====== QUOTED TEXT
Politician, activist… or hero?
Rebel Narratives from Spanish 15-M movement
This article explores how narratives and their discursive elements construct the idea of rebelliousness in subjects who followed different pathways through politics and activism after the Spanish 15-M movement. Methodologically, two representative examples of narratives have been selected on the basis of interviews with participants in the movement. To study these cases, the concept of rebel narratives is proposed from the perspective of narrative as social practice. The analysis applied here is based on a dialogue between the two cases studied, as discourses in which the activity of their tellers develops in certain contexts of discourse production. Based on this analysis, it is suggested that rebelliousness, in addition to manifesting subjective affiliations, fulfils a performative function with which the subjects legitimise their chosen path and constitute themselves, motivating, in the cases presented, revisions of the past or the rhetoric characteristic of a hero.
============
• **STATED GOAL 1**
What concept does the abstract propose for studying the two selected cases?
The abstract has no connection to the entries that follow it.
====== DATA TO PROCESS
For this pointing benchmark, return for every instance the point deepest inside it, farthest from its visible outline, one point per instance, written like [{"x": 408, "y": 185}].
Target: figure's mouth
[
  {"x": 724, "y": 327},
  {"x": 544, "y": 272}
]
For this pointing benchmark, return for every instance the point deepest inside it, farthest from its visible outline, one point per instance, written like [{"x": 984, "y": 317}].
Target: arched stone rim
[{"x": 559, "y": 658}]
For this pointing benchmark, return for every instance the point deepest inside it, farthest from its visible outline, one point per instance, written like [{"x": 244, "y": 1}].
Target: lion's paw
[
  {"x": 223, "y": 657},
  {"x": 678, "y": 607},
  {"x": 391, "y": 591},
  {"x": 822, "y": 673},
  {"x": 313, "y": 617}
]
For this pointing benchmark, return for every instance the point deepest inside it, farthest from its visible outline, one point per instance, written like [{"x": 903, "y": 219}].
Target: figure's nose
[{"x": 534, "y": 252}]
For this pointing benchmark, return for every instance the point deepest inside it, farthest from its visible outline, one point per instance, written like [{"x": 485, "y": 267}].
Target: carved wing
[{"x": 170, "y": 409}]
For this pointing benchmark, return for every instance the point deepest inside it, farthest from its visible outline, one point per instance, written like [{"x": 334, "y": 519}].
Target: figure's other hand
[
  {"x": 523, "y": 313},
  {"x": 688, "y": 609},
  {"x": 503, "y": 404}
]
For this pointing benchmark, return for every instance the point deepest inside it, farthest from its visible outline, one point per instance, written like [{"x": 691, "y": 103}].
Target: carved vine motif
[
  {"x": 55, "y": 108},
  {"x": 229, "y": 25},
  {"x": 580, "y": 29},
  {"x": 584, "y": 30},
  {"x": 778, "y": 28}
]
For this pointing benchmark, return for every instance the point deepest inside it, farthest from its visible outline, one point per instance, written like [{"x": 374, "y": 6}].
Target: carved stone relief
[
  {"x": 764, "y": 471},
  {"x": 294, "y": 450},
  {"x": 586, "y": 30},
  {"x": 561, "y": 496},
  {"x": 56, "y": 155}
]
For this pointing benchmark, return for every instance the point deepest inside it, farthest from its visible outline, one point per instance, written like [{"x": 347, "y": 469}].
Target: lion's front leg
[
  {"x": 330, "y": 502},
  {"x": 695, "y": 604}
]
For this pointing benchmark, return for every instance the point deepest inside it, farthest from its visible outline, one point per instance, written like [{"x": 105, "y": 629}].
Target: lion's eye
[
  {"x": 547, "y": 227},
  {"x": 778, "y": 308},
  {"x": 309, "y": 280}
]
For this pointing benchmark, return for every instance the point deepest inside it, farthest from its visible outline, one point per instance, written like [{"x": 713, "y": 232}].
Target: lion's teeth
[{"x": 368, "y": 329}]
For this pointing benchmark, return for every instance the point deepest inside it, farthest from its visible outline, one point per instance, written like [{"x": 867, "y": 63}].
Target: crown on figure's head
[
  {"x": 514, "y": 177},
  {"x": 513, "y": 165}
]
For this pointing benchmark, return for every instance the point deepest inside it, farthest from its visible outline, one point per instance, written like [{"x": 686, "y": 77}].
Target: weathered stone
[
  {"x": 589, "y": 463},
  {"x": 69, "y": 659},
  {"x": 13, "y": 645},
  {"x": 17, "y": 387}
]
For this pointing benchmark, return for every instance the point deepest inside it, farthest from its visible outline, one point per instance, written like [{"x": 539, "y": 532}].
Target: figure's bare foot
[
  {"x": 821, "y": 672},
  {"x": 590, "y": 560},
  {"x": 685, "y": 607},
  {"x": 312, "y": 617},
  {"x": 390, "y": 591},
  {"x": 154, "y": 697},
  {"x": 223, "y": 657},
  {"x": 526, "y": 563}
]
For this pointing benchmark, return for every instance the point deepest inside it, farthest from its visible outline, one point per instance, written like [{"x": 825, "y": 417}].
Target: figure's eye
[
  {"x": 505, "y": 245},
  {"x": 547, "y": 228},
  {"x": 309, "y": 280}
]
============
• **STATED GOAL 2**
Which lines in the entries contain the string "stone"? Gather and copy each of them.

• **CORRECT RESPONSE 1**
The concept of rebel narratives, from the perspective of narrative as social practice.

• **CORRECT RESPONSE 2**
Target: arched stone rim
Target: carved stone relief
Target: weathered stone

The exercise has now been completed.